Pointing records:

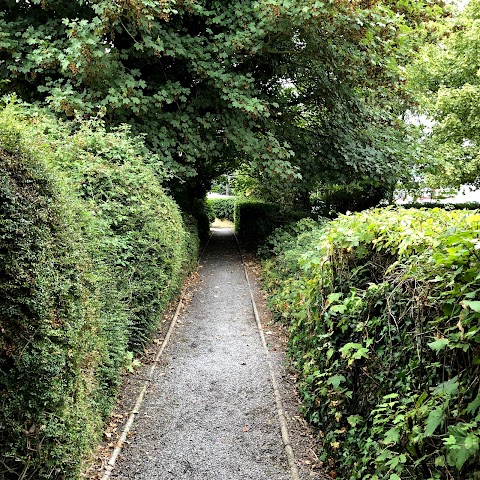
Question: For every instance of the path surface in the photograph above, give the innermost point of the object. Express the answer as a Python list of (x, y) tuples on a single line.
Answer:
[(210, 411)]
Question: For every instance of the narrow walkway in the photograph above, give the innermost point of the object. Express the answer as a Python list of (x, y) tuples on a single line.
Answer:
[(210, 412)]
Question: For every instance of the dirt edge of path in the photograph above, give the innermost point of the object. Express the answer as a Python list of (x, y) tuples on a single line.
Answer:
[(302, 435)]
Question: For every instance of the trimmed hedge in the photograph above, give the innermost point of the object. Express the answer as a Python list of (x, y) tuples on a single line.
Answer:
[(384, 312), (445, 206), (50, 341), (223, 208), (91, 252), (255, 220)]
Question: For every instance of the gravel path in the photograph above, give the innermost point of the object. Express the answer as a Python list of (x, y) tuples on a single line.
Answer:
[(210, 411)]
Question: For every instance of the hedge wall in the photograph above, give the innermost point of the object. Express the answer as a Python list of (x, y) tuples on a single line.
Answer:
[(91, 251), (384, 313), (223, 208)]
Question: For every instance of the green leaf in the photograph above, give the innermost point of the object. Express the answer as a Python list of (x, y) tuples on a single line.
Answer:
[(439, 344), (434, 419), (472, 304), (392, 436), (450, 387), (474, 404), (336, 380)]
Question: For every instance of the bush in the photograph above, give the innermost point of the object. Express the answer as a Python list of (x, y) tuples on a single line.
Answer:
[(383, 312), (354, 197), (445, 206), (223, 208), (288, 237), (256, 220), (49, 320), (92, 252)]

*Instructions for the task*: Turn the stretch from the line containing "Question: For every instance of the green" through the end of the records into a Markdown table with the columns No. and Text. Give each line its own numbered row, and leave out blank lines.

*Answer below*:
| No. | Text |
|---|---|
| 1 | Question: For every instance of the green leaf in the photograph above, give the innermost point of the object. Express the answer as a Python list of (x, y) tuples on a single line. |
| 2 | Answer: |
| 3 | [(439, 344), (434, 419), (472, 304), (392, 436), (450, 387), (474, 404), (336, 380)] |
| 4 | Question: For every instance of the bush in the photograph above, give the innermost point of the object. Express the answer as a Python list of (x, y) tuples on a single line. |
| 5 | Answer: |
| 6 | [(383, 312), (354, 197), (445, 206), (223, 208), (288, 237), (256, 220), (49, 320), (92, 252)] |